**Record excerpts:**

——

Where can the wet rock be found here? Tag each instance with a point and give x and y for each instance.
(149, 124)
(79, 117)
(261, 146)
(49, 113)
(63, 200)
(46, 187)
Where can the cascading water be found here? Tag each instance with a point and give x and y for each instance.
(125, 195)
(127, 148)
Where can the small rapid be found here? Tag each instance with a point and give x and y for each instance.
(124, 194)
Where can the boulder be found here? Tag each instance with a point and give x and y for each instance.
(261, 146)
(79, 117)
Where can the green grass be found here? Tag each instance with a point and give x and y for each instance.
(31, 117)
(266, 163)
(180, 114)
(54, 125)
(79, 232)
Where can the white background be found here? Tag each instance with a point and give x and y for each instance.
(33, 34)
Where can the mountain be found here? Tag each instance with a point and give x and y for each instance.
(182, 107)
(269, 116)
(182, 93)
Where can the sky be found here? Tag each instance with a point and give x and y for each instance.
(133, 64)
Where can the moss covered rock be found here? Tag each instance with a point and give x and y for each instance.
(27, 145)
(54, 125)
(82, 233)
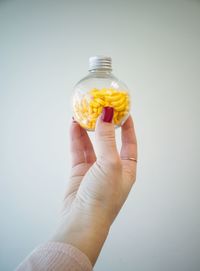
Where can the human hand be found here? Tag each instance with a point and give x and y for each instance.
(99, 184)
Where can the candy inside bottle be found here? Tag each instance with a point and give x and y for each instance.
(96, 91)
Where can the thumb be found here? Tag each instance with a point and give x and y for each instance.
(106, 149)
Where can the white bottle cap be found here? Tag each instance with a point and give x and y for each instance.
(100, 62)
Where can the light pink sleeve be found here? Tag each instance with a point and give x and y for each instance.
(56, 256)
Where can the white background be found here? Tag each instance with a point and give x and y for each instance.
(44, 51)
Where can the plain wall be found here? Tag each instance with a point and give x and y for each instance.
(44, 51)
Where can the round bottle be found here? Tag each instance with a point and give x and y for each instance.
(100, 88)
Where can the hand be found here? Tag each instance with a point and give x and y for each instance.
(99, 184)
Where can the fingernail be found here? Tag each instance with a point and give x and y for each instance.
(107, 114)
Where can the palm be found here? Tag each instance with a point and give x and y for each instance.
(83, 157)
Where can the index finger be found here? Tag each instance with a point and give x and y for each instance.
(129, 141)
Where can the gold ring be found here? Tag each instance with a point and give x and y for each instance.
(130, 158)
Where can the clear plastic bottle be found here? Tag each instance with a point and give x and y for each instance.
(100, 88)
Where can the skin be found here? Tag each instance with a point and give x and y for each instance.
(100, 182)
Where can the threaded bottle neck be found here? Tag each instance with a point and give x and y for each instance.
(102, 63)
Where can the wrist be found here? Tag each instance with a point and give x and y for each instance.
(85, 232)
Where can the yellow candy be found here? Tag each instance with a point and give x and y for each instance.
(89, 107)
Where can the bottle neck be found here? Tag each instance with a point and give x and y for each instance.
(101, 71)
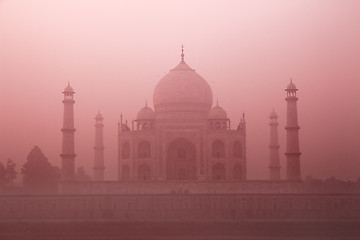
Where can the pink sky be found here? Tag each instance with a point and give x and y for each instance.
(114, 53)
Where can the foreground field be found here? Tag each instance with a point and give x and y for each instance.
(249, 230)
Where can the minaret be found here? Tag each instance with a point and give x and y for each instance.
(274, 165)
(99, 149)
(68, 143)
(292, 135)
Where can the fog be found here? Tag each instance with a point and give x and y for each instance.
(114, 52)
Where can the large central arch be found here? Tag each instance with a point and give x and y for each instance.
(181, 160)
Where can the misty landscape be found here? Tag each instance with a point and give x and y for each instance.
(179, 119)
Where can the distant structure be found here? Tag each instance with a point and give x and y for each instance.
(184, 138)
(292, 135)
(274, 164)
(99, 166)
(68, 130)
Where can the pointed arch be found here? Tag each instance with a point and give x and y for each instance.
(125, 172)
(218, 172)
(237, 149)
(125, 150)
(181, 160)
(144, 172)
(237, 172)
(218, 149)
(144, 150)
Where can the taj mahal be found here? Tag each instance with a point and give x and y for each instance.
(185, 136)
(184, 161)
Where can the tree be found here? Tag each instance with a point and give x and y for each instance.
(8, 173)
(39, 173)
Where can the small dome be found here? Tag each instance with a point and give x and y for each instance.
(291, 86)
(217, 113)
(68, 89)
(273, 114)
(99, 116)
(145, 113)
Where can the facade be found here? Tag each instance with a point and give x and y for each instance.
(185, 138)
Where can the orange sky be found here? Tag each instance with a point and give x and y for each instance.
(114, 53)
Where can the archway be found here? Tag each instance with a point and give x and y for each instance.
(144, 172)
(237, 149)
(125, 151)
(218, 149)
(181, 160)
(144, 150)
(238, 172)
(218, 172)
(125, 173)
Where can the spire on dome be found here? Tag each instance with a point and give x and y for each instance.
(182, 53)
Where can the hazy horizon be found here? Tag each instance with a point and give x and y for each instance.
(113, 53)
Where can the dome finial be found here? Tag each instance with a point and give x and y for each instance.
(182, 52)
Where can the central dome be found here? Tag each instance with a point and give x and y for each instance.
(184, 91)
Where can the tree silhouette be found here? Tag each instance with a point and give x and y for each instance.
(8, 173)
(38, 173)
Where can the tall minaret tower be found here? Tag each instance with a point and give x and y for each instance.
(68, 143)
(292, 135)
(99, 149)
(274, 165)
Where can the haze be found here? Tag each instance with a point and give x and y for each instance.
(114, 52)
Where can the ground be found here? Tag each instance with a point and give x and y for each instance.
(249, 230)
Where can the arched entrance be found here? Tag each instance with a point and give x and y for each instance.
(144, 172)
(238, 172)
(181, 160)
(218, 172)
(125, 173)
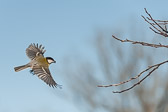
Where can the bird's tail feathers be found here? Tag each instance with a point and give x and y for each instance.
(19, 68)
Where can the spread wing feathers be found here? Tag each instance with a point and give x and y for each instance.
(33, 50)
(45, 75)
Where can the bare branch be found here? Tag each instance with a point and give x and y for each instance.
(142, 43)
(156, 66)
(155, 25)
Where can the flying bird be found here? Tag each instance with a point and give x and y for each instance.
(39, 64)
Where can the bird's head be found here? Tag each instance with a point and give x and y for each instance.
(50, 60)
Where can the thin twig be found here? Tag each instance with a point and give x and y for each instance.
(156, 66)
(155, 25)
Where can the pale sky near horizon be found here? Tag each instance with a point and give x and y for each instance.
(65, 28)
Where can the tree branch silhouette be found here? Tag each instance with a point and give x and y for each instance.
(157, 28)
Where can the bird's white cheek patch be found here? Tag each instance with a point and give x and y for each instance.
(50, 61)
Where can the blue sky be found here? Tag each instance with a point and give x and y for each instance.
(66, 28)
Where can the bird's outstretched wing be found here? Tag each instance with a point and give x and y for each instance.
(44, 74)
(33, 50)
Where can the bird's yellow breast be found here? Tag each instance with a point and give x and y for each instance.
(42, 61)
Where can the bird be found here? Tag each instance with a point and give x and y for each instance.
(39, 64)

——

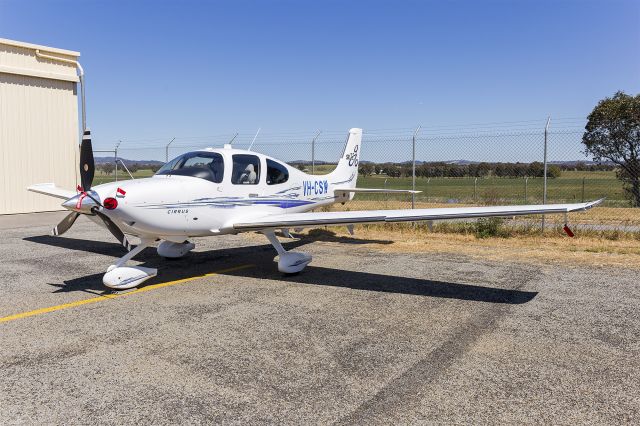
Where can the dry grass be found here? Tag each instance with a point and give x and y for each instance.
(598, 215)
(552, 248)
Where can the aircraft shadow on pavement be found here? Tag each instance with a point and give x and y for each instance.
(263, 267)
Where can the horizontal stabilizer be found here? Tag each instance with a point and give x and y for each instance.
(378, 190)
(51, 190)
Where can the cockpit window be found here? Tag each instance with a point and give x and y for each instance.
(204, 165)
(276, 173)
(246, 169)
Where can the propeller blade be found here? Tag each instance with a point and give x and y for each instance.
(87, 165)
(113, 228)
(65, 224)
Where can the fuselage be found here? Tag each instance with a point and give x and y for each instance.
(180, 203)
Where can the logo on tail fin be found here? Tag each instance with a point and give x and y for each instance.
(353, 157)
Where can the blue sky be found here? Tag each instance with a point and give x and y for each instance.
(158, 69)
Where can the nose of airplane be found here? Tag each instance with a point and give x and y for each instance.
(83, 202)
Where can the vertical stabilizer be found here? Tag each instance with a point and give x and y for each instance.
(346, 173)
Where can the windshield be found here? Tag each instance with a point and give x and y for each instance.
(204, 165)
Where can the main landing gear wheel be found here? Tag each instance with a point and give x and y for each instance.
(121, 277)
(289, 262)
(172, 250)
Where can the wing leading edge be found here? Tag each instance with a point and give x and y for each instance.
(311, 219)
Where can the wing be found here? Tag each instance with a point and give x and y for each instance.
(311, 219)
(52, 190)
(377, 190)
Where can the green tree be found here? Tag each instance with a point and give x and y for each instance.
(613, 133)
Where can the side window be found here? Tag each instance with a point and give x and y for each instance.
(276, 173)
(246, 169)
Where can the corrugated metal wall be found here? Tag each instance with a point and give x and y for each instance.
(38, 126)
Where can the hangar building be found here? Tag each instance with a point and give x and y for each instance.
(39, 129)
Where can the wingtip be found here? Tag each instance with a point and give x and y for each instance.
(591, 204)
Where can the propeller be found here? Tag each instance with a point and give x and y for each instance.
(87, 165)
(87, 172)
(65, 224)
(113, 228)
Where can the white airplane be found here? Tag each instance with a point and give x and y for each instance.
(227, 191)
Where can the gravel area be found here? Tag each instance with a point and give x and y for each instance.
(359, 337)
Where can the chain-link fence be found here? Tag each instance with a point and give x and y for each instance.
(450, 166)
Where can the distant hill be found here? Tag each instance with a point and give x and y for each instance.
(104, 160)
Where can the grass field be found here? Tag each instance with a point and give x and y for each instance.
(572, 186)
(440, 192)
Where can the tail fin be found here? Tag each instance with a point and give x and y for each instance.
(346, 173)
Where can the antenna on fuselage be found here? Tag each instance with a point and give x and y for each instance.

——

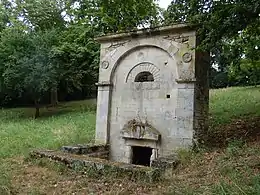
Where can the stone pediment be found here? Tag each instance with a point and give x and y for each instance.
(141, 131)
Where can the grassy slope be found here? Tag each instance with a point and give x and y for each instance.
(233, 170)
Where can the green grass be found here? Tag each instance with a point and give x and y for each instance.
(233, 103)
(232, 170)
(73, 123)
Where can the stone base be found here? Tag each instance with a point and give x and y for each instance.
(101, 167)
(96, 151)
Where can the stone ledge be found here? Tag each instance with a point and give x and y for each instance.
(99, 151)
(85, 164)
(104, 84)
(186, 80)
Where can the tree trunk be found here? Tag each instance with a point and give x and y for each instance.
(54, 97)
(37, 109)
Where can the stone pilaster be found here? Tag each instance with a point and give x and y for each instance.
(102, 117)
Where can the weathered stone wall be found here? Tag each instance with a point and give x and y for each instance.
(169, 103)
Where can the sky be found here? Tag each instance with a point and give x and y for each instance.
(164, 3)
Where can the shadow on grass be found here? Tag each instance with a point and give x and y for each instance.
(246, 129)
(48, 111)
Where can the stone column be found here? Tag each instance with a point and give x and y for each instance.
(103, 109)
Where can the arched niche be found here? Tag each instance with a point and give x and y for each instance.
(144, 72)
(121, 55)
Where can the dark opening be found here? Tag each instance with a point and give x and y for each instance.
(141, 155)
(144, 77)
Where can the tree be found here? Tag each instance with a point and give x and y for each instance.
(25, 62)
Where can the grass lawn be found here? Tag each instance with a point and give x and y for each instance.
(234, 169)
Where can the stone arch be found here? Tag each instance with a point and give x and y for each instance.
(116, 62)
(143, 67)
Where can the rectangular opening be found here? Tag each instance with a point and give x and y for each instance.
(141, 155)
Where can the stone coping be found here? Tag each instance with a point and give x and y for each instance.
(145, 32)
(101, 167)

——

**What you should do:** Copy out every row above that contains the word "small".

**Result:**
Where can the small rapid be found here? Tag each instance with a point and give x and y for each instance.
Where can the small dome be found here? Tag each instance with a point and give x and y for each instance.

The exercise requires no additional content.